- [Work required]
Can you format the material from its start through the line that contains "POLYGON ((0 341, 96 332, 86 19, 0 0, 0 341))" as a JSON list of strings, with one string per line and blank lines omitted?

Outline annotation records
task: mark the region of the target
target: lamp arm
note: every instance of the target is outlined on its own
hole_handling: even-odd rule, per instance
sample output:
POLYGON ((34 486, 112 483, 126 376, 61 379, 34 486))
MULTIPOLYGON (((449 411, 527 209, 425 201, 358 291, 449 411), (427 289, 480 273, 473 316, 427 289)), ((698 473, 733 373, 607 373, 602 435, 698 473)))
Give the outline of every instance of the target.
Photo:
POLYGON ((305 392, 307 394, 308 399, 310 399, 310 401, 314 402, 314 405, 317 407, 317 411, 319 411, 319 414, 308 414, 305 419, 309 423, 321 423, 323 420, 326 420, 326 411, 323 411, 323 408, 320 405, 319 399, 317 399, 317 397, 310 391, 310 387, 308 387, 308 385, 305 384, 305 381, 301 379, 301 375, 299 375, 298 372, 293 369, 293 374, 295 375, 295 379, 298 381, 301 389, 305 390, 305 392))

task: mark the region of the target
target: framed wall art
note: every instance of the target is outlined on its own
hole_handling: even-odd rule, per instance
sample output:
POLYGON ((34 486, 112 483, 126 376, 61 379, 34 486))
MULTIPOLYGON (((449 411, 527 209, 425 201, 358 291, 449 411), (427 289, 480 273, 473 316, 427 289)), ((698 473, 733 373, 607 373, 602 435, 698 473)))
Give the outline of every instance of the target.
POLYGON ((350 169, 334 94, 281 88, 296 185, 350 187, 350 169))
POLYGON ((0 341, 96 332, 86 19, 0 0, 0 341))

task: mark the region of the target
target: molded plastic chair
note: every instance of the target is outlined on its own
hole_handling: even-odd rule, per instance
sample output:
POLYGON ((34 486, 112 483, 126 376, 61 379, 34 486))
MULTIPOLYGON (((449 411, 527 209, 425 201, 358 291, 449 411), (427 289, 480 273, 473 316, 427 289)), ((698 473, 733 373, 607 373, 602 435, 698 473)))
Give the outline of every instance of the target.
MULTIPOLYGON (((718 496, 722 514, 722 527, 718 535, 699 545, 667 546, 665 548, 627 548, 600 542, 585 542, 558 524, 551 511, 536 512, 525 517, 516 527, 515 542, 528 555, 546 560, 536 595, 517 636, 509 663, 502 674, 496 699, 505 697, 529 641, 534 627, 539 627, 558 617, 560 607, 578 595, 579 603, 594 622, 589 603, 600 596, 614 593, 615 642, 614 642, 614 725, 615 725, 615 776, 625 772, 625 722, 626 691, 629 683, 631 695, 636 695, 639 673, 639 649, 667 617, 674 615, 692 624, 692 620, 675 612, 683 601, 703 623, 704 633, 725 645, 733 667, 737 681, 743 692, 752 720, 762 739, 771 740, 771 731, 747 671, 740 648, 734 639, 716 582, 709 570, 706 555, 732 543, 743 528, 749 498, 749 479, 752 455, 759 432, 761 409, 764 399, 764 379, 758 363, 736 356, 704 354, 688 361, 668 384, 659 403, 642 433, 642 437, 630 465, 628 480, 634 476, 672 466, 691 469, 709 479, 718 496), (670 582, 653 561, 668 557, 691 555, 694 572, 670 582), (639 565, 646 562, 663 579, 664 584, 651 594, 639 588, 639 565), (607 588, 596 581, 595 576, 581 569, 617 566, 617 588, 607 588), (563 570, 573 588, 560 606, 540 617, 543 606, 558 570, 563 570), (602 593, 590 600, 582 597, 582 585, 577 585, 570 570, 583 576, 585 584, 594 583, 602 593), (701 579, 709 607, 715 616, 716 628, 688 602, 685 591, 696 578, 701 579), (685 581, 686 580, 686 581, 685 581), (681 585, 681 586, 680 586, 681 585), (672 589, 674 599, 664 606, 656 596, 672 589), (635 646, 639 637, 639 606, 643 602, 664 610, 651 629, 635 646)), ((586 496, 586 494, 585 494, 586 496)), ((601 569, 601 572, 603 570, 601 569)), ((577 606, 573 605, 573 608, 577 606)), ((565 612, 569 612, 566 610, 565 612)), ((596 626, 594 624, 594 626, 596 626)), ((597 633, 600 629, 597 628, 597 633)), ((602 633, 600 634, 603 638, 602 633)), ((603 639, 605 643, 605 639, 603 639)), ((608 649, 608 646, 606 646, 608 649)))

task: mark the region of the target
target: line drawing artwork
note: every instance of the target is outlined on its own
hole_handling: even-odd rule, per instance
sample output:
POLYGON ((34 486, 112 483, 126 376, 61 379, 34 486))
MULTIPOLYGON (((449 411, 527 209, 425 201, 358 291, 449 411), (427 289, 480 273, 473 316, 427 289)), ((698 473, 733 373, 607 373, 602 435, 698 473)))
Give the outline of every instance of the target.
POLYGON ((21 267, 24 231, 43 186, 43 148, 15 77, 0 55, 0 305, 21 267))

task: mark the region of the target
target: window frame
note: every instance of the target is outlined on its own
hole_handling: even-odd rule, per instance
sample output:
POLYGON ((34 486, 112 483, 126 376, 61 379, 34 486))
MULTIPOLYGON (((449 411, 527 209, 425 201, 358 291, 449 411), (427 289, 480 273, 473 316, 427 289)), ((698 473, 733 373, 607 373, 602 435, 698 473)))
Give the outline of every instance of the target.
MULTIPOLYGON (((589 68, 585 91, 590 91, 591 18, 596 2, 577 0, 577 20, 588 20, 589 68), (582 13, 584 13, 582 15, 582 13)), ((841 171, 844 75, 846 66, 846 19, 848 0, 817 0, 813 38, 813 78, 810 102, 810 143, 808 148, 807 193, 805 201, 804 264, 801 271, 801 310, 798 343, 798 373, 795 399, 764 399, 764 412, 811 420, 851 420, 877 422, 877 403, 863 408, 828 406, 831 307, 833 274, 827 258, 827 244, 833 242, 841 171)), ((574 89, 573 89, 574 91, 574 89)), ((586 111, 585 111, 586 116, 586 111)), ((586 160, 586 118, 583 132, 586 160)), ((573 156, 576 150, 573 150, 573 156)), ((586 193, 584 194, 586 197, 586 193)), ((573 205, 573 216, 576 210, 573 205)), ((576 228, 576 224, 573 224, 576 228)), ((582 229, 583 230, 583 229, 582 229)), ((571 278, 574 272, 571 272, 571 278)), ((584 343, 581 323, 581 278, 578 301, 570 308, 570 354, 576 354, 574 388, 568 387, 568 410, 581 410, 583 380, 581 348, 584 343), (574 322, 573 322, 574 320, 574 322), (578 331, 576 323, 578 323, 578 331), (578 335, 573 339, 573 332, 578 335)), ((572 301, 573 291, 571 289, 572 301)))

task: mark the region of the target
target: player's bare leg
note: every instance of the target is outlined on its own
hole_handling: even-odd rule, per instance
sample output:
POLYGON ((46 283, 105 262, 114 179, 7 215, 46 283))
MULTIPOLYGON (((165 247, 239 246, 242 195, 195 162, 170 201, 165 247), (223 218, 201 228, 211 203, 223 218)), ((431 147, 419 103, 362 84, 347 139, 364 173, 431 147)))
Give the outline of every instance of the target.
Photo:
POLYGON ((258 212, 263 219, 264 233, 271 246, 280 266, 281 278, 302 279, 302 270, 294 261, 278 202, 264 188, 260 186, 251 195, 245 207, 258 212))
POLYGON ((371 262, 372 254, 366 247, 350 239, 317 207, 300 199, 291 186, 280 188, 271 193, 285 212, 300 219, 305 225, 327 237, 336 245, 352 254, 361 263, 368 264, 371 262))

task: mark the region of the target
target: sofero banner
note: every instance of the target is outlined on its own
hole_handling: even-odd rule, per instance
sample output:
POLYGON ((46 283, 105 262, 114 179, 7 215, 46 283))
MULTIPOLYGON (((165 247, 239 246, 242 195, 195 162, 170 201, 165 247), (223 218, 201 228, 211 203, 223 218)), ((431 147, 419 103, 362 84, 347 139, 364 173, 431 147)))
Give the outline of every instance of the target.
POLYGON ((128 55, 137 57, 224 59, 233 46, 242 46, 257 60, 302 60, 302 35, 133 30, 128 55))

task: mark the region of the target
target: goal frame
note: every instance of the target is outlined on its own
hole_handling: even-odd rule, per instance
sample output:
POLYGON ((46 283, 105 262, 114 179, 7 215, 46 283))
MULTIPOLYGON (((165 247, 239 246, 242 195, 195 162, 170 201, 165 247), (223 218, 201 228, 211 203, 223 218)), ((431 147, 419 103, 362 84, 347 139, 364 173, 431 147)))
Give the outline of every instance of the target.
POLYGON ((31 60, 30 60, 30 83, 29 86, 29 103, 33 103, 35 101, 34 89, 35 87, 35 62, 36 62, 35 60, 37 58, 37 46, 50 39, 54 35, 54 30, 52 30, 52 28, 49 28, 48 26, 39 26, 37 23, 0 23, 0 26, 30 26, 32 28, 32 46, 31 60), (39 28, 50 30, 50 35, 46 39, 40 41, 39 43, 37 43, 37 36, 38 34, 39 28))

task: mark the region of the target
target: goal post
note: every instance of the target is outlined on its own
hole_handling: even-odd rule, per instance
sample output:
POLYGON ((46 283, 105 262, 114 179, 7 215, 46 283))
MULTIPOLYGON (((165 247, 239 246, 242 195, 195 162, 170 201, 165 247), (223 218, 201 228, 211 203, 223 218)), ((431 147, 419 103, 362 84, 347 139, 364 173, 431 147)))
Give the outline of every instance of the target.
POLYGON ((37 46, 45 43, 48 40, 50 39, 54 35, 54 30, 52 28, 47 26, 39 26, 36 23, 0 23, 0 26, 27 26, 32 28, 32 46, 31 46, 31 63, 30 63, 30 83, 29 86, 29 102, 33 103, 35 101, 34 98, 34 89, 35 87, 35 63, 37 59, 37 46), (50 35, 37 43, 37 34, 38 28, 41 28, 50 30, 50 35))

- [Task result]
[
  "task: mark the region of the target",
  "target: lamp arm",
  "note: every instance of the target is outlined on its own",
  "hole_handling: even-odd rule, per instance",
  "sample output:",
  "POLYGON ((34 486, 112 483, 126 376, 61 379, 34 486))",
  "MULTIPOLYGON (((449 411, 527 209, 425 201, 358 291, 449 411), (427 289, 480 273, 473 316, 427 289)), ((698 473, 733 373, 607 373, 602 435, 698 473)))",
  "Give the outline of every instance of the target.",
  "Photo:",
  "POLYGON ((305 392, 307 394, 308 399, 310 399, 310 401, 314 402, 314 405, 317 407, 317 411, 319 411, 319 414, 308 414, 305 419, 309 423, 321 423, 323 420, 326 420, 326 411, 323 411, 323 408, 320 405, 319 399, 317 399, 317 397, 310 391, 310 387, 308 387, 308 385, 305 384, 305 381, 301 379, 301 375, 299 375, 298 372, 293 369, 293 374, 295 375, 295 379, 298 381, 301 389, 305 390, 305 392))",
  "task: mark the region of the target",
  "target: framed wall art",
  "note: every instance of the target is outlined on its own",
  "hole_handling: even-odd rule, per instance",
  "sample output:",
  "POLYGON ((34 486, 112 483, 126 376, 61 379, 34 486))",
  "MULTIPOLYGON (((449 411, 527 209, 425 201, 358 291, 449 411), (427 289, 480 273, 473 316, 427 289)), ((698 473, 733 373, 607 373, 602 435, 698 473)))",
  "Give the outline of every instance of the target.",
  "POLYGON ((350 169, 334 94, 281 88, 296 185, 350 187, 350 169))",
  "POLYGON ((0 341, 96 332, 86 19, 0 0, 0 341))"
]